● **DIRECTIONS**:
A verbatim copy of every record is required, and no pictures should be included.

=======

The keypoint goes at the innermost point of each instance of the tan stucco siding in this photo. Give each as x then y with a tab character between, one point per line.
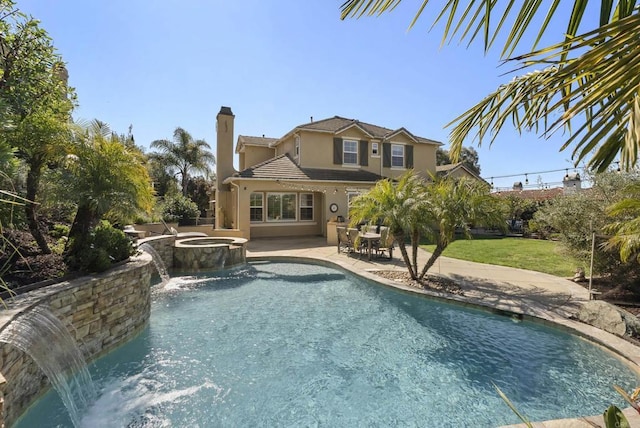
316	150
253	155
460	173
324	194
286	146
424	159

=======

● **ANSWER TO THIS EXERCISE**:
The keypoint goes at the innermost point of each instance of the tan stucco siding in this photo. Give each as x then y with a tab character between, one point per line.
316	150
253	155
460	173
324	194
286	146
424	159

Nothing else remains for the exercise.